__Text shown__
# Product Category Analysis - Snowpark

This notebook demonstrates DataFrame transformations using **Snowpark Python**.

## What is Snowpark?

Snowpark allows you to:
- Write Python code that executes **inside Snowflake**
- Use **DataFrame APIs** similar to pandas/Spark
- Push computation down to Snowflake's engine

## Key Features Demonstrated:
- Snowpark session initialization
- Reading from Iceberg tables as DataFrames
- DataFrame joins, aggregations, and window functions
- Writing results back to Snowflake

## 1. Initialize Snowpark Session

In a Snowflake Notebook, the session is automatically available.

In [None]:
from snowflake.snowpark.context import get_active_session
from snowflake.snowpark import functions as F
from snowflake.snowpark import Window

session = get_active_session()

print("Snowpark session initialized successfully!")
print(f"Current database: {session.get_current_database()}")
print(f"Current schema: {session.get_current_schema()}")

## 2. Load Iceberg Tables as DataFrames

Snowpark can read directly from Snowflake tables (including Iceberg tables) using `session.table()`.

In [None]:
orders_df = session.table("TLV_BUILD_HOL.EXTERNAL_ICEBERG.EXT_ORDERS")
products_df = session.table("TLV_BUILD_HOL.EXTERNAL_ICEBERG.EXT_PRODUCTS")
customers_df = session.table("TLV_BUILD_HOL.EXTERNAL_ICEBERG.EXT_CUSTOMERS")

print(f"Orders count: {orders_df.count()}")
print(f"Products count: {products_df.count()}")
print(f"Customers count: {customers_df.count()}")

In [None]:
print("Orders Schema:")

__What to work on__
**a)** Reproduce the passage of the Snowpark notebook between "Snowpark allows you" and "is automatically available.", inclusive, substituting "external tables" for "Iceberg tables".
**b)** Resume the Snowpark notebook from the point at which it stops.
The records that come next are separate material, distinct from the Snowpark notebook.

Location labeling records:
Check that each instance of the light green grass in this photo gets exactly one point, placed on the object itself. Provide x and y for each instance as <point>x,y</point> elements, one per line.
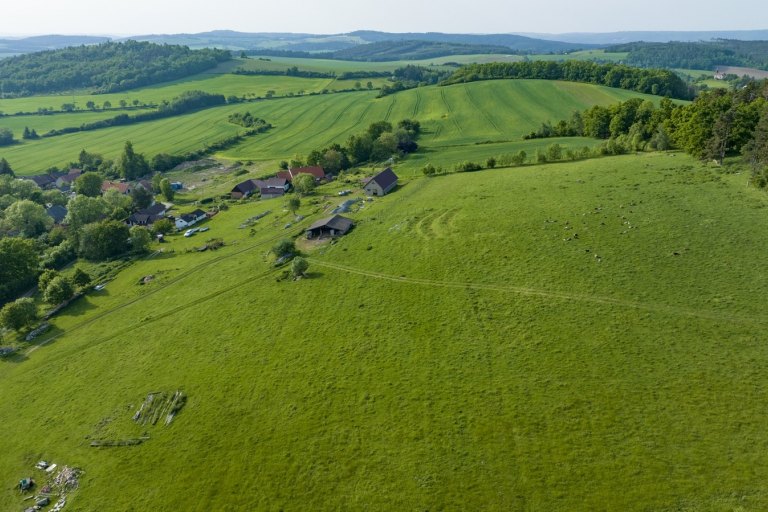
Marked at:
<point>454,352</point>
<point>459,115</point>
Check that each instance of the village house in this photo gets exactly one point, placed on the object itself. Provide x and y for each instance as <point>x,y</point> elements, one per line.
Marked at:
<point>316,171</point>
<point>190,219</point>
<point>381,184</point>
<point>123,188</point>
<point>272,187</point>
<point>330,227</point>
<point>148,216</point>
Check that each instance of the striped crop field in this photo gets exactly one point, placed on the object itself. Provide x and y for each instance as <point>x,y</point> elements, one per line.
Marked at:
<point>458,115</point>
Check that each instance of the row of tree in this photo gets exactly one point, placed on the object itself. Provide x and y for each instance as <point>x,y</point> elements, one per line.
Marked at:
<point>696,55</point>
<point>378,143</point>
<point>106,67</point>
<point>662,82</point>
<point>718,124</point>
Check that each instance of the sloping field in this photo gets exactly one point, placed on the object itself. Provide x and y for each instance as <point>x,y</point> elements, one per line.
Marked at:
<point>451,116</point>
<point>585,336</point>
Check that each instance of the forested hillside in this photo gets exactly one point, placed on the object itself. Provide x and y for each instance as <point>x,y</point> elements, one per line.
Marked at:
<point>106,67</point>
<point>649,81</point>
<point>700,55</point>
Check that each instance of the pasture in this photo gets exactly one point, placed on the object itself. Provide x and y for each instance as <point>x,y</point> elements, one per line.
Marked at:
<point>454,116</point>
<point>576,336</point>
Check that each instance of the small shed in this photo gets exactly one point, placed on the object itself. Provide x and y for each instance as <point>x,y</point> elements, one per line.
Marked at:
<point>330,227</point>
<point>381,184</point>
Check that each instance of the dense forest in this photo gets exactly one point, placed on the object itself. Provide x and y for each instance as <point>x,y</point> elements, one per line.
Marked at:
<point>660,82</point>
<point>106,67</point>
<point>700,55</point>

__Exercise responses__
**a)**
Snowpark allows you to:
- Write Python code that executes **inside Snowflake**
- Use **DataFrame APIs** similar to pandas/Spark
- Push computation down to Snowflake's engine

## Key Features Demonstrated:
- Snowpark session initialization
- Reading from external tables as DataFrames
- DataFrame joins, aggregations, and window functions
- Writing results back to Snowflake

## 1. Initialize Snowpark Session

In a Snowflake Notebook, the session is automatically available.

**b)**
orders_df.schema

print("\nProducts Schema:")
products_df.schema

In [None]:
orders_df.show(5)
products_df.show(5)

## 3. Product Category Performance Analysis

Join orders with products and aggregate by category/subcategory.

In [None]:
category_performance = (
    orders_df
    .filter(F.col("STATUS").isin(["COMPLETED", "SHIPPED"]))
    .join(products_df, "PRODUCT_ID")
    .group_by("CATEGORY", "SUBCATEGORY")
    .agg(
        F.count("ORDER_ID").alias("ORDER_COUNT"),
        F.count_distinct("CUSTOMER_ID").alias("UNIQUE_CUSTOMERS"),
        F.sum("QUANTITY").alias("UNITS_SOLD"),
        F.sum(F.col("QUANTITY") * F.col("UNIT_PRICE")).alias("GROSS_REVENUE"),
        F.sum(
            F.col("QUANTITY") * F.col("UNIT_PRICE") * (1 - F.col("DISCOUNT_PCT") / 100)
        ).alias("NET_REVENUE"),
        F.sum(F.col("QUANTITY") * F.col("COST_PRICE")).alias("TOTAL_COST"),
        F.avg("QUANTITY").alias("AVG_QUANTITY_PER_ORDER")
    )
)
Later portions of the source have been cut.